■ Texto para análise ■

Parece um truque de ilusionismo. Primeiro, começam por colocar um cão, de porte médio, numa caixa de madeira com cerca de 90 cm de altura e 60 cm de largura. Depois, uma mulher jovem, vestida como umas calças de ganga e uma camisa de manga curta, e de máscara cirúrgica, entra numa caixa idêntica. Logo a seguir, vemos uma dezena de carraças a serem introduzidas num tubo de plástico transparente que liga as duas caixas. E termina aí o curto vídeo, deixando-nos a imaginar o que aconteceu posteriormente.
A experiência foi repetida várias vezes, com intervalos de vinte minutos. O objetivo era observar se as carraças, que procuram hospedeiros para se alimentar com base no cheiro, preferem cães ou pessoas. De início, a temperatura ambiente era de cerca de 23,3 graus; mais tarde, ela foi aumentada até aos 37,8. E os investigadores constataram que, quando o ar ficava mais quente, as carraças tinham 2,5 vezes mais probabilidade de optar pela mulher.
![Foto: Don Preisler, da Universidade da Califórnia](https://images.trustinnews.pt/uploads/sites/5/2020/11/Don-Preisler-UC-Davis-School-of-Veterinary-Medicine-720x1080.jpg)
“O nosso trabalho demonstra que, quando o tempo fica quente, devemos estar muito mais vigilantes para infeções de febre escaro-nodular (a chamada febre da carraça) em humanos”, disse Laura Backus, veterinária e doutoranda de epidemiologia na Escola de Medicina Veterinária da Universidade Davis da Califórnia, que liderou o estudo apresentado na Convenção Anual da Sociedade Americana de Medicina Tropical e Higiene (ASTMH).

■ O que se pede ■
Reescreva na íntegra, sem alterar nada, o texto sobre a experiência com carraças, cães e pessoas.

■ Dados fornecidos ■
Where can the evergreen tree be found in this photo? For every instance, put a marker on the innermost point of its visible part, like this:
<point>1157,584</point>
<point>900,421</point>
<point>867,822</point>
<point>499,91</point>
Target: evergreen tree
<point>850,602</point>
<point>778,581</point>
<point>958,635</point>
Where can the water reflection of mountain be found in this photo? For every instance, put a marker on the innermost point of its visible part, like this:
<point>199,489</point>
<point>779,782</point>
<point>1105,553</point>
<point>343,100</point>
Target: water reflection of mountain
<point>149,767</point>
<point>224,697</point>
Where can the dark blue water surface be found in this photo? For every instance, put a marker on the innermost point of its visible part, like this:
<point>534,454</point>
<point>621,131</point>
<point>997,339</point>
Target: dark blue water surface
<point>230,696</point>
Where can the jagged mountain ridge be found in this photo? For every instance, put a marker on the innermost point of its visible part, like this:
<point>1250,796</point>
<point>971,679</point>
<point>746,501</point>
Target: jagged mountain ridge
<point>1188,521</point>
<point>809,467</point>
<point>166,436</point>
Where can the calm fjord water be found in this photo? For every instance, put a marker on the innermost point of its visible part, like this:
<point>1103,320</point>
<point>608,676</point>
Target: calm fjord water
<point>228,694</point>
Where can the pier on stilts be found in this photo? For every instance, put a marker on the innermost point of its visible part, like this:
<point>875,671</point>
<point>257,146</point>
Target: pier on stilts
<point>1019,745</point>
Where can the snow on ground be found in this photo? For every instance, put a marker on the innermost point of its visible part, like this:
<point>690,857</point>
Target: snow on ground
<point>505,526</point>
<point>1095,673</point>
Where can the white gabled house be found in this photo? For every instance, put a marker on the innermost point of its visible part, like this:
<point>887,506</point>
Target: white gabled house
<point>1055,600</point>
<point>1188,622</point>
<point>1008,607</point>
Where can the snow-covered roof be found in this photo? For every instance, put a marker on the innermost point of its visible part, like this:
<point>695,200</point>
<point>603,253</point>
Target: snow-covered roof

■ Resposta ■
Parece um truque de ilusionismo. Primeiro, começam por colocar um cão, de porte médio, numa caixa de madeira com cerca de 90 cm de altura e 60 cm de largura. Depois, uma mulher jovem, vestida como umas calças de ganga e uma camisa de manga curta, e de máscara cirúrgica, entra numa caixa idêntica. Logo a seguir, vemos uma dezena de carraças a serem introduzidas num tubo de plástico transparente que liga as duas caixas. E termina aí o curto vídeo, deixando-nos a imaginar o que aconteceu posteriormente.
A experiência foi repetida várias vezes, com intervalos de vinte minutos. O objetivo era observar se as carraças, que procuram hospedeiros para se alimentar com base no cheiro, preferem cães ou pessoas. De início, a temperatura ambiente era de cerca de 23,3 graus; mais tarde, ela foi aumentada até aos 37,8. E os investigadores constataram que, quando o ar ficava mais quente, as carraças tinham 2,5 vezes mais probabilidade de optar pela mulher.
![Foto: Don Preisler, da Universidade da Califórnia](https://images.trustinnews.pt/uploads/sites/5/2020/11/Don-Preisler-UC-Davis-School-of-Veterinary-Medicine-720x1080.jpg)
“O nosso trabalho demonstra que, quando o tempo fica quente, devemos estar muito mais vigilantes para infeções de febre escaro-nodular (a chamada febre da carraça) em humanos”, disse Laura Backus, veterinária e doutoranda de epidemiologia na Escola de Medicina Veterinária da Universidade Davis da Califórnia, que liderou o estudo apresentado na Convenção Anual da Sociedade Americana de Medicina Tropical e Higiene (ASTMH).